— start of Data extract —

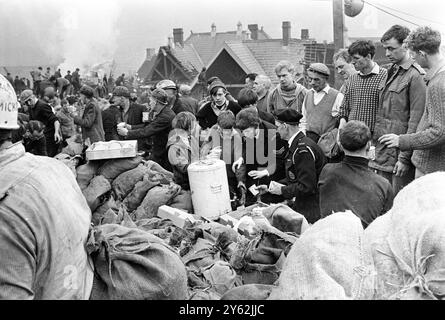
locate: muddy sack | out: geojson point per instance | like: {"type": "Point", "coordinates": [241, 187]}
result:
{"type": "Point", "coordinates": [155, 197]}
{"type": "Point", "coordinates": [131, 264]}
{"type": "Point", "coordinates": [329, 261]}
{"type": "Point", "coordinates": [248, 292]}
{"type": "Point", "coordinates": [408, 242]}
{"type": "Point", "coordinates": [221, 276]}
{"type": "Point", "coordinates": [86, 172]}
{"type": "Point", "coordinates": [135, 197]}
{"type": "Point", "coordinates": [96, 190]}
{"type": "Point", "coordinates": [99, 214]}
{"type": "Point", "coordinates": [158, 168]}
{"type": "Point", "coordinates": [70, 161]}
{"type": "Point", "coordinates": [285, 219]}
{"type": "Point", "coordinates": [126, 181]}
{"type": "Point", "coordinates": [113, 168]}
{"type": "Point", "coordinates": [183, 201]}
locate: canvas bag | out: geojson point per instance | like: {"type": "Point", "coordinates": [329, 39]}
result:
{"type": "Point", "coordinates": [328, 261]}
{"type": "Point", "coordinates": [133, 264]}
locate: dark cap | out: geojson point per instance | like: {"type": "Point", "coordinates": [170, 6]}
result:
{"type": "Point", "coordinates": [319, 68]}
{"type": "Point", "coordinates": [289, 116]}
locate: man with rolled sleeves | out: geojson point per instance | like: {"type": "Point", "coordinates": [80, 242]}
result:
{"type": "Point", "coordinates": [321, 104]}
{"type": "Point", "coordinates": [303, 165]}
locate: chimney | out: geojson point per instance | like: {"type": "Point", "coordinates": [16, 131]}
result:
{"type": "Point", "coordinates": [178, 36]}
{"type": "Point", "coordinates": [213, 33]}
{"type": "Point", "coordinates": [286, 33]}
{"type": "Point", "coordinates": [254, 31]}
{"type": "Point", "coordinates": [150, 53]}
{"type": "Point", "coordinates": [239, 29]}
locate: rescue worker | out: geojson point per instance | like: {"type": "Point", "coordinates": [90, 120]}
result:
{"type": "Point", "coordinates": [91, 119]}
{"type": "Point", "coordinates": [42, 111]}
{"type": "Point", "coordinates": [43, 232]}
{"type": "Point", "coordinates": [303, 164]}
{"type": "Point", "coordinates": [173, 98]}
{"type": "Point", "coordinates": [159, 125]}
{"type": "Point", "coordinates": [131, 112]}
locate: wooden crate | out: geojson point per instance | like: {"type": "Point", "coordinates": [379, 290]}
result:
{"type": "Point", "coordinates": [112, 150]}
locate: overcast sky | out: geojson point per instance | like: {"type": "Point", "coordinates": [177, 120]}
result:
{"type": "Point", "coordinates": [94, 31]}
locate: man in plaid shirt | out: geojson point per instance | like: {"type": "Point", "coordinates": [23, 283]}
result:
{"type": "Point", "coordinates": [362, 89]}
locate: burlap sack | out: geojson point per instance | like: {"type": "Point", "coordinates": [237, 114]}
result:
{"type": "Point", "coordinates": [328, 261]}
{"type": "Point", "coordinates": [70, 161]}
{"type": "Point", "coordinates": [97, 188]}
{"type": "Point", "coordinates": [220, 275]}
{"type": "Point", "coordinates": [158, 168]}
{"type": "Point", "coordinates": [155, 197]}
{"type": "Point", "coordinates": [285, 219]}
{"type": "Point", "coordinates": [135, 197]}
{"type": "Point", "coordinates": [99, 214]}
{"type": "Point", "coordinates": [86, 172]}
{"type": "Point", "coordinates": [126, 181]}
{"type": "Point", "coordinates": [113, 168]}
{"type": "Point", "coordinates": [249, 292]}
{"type": "Point", "coordinates": [132, 264]}
{"type": "Point", "coordinates": [415, 241]}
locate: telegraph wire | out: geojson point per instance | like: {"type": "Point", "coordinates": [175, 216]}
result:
{"type": "Point", "coordinates": [391, 14]}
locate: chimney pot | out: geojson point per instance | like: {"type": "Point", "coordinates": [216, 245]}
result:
{"type": "Point", "coordinates": [178, 36]}
{"type": "Point", "coordinates": [286, 32]}
{"type": "Point", "coordinates": [239, 29]}
{"type": "Point", "coordinates": [254, 31]}
{"type": "Point", "coordinates": [213, 33]}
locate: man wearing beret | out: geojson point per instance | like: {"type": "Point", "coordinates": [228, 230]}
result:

— end of Data extract —

## Problem to solve
Retype all entries exactly as they appear, dropping the images.

## Completed exercise
locate: muddy sack | out: geojson point per instance | like: {"type": "Point", "coordinates": [241, 187]}
result:
{"type": "Point", "coordinates": [155, 197]}
{"type": "Point", "coordinates": [131, 264]}
{"type": "Point", "coordinates": [329, 261]}
{"type": "Point", "coordinates": [248, 292]}
{"type": "Point", "coordinates": [408, 242]}
{"type": "Point", "coordinates": [221, 276]}
{"type": "Point", "coordinates": [86, 172]}
{"type": "Point", "coordinates": [135, 197]}
{"type": "Point", "coordinates": [96, 190]}
{"type": "Point", "coordinates": [99, 214]}
{"type": "Point", "coordinates": [158, 168]}
{"type": "Point", "coordinates": [70, 161]}
{"type": "Point", "coordinates": [285, 219]}
{"type": "Point", "coordinates": [126, 181]}
{"type": "Point", "coordinates": [113, 168]}
{"type": "Point", "coordinates": [183, 201]}
locate: canvas bag | out: geojson point per instance | like: {"type": "Point", "coordinates": [329, 39]}
result:
{"type": "Point", "coordinates": [328, 261]}
{"type": "Point", "coordinates": [133, 264]}
locate: dark cap | out: geojson point per instance | like: {"type": "Point", "coordinates": [170, 6]}
result:
{"type": "Point", "coordinates": [319, 68]}
{"type": "Point", "coordinates": [289, 116]}
locate: man with rolled sleeves | out: geojson point per instance | like: {"type": "Point", "coordinates": [80, 242]}
result:
{"type": "Point", "coordinates": [321, 104]}
{"type": "Point", "coordinates": [303, 165]}
locate: chimney | out: geojson point per instance | like: {"type": "Point", "coordinates": [16, 131]}
result:
{"type": "Point", "coordinates": [178, 36]}
{"type": "Point", "coordinates": [213, 33]}
{"type": "Point", "coordinates": [286, 33]}
{"type": "Point", "coordinates": [254, 31]}
{"type": "Point", "coordinates": [150, 53]}
{"type": "Point", "coordinates": [239, 29]}
locate: rescue worker | out: geojson point per instance | like: {"type": "Point", "coordinates": [90, 120]}
result:
{"type": "Point", "coordinates": [91, 119]}
{"type": "Point", "coordinates": [42, 111]}
{"type": "Point", "coordinates": [43, 232]}
{"type": "Point", "coordinates": [303, 164]}
{"type": "Point", "coordinates": [173, 98]}
{"type": "Point", "coordinates": [159, 125]}
{"type": "Point", "coordinates": [131, 112]}
locate: wooden crate | out: geojson point per instance | like: {"type": "Point", "coordinates": [379, 290]}
result:
{"type": "Point", "coordinates": [112, 150]}
locate: overcast sky | out: geojson point per instance | like: {"type": "Point", "coordinates": [177, 120]}
result:
{"type": "Point", "coordinates": [94, 31]}
locate: man in plaid shirt | out: geojson point per instance | like: {"type": "Point", "coordinates": [23, 283]}
result:
{"type": "Point", "coordinates": [362, 89]}
locate: burlap sack | out: geojson point per instance | like: {"type": "Point", "coordinates": [237, 114]}
result:
{"type": "Point", "coordinates": [328, 261]}
{"type": "Point", "coordinates": [70, 161]}
{"type": "Point", "coordinates": [97, 188]}
{"type": "Point", "coordinates": [220, 275]}
{"type": "Point", "coordinates": [158, 168]}
{"type": "Point", "coordinates": [155, 197]}
{"type": "Point", "coordinates": [285, 219]}
{"type": "Point", "coordinates": [135, 197]}
{"type": "Point", "coordinates": [99, 214]}
{"type": "Point", "coordinates": [86, 172]}
{"type": "Point", "coordinates": [126, 181]}
{"type": "Point", "coordinates": [113, 168]}
{"type": "Point", "coordinates": [249, 292]}
{"type": "Point", "coordinates": [132, 264]}
{"type": "Point", "coordinates": [415, 241]}
locate: telegraph wire | out: geojson point per instance | like: {"type": "Point", "coordinates": [175, 216]}
result:
{"type": "Point", "coordinates": [391, 14]}
locate: chimney pot | out: geojson point per instance | like: {"type": "Point", "coordinates": [216, 245]}
result:
{"type": "Point", "coordinates": [178, 36]}
{"type": "Point", "coordinates": [286, 32]}
{"type": "Point", "coordinates": [239, 29]}
{"type": "Point", "coordinates": [254, 31]}
{"type": "Point", "coordinates": [213, 33]}
locate: man wearing beret | out: geojson point per instance | like: {"type": "Point", "coordinates": [228, 230]}
result:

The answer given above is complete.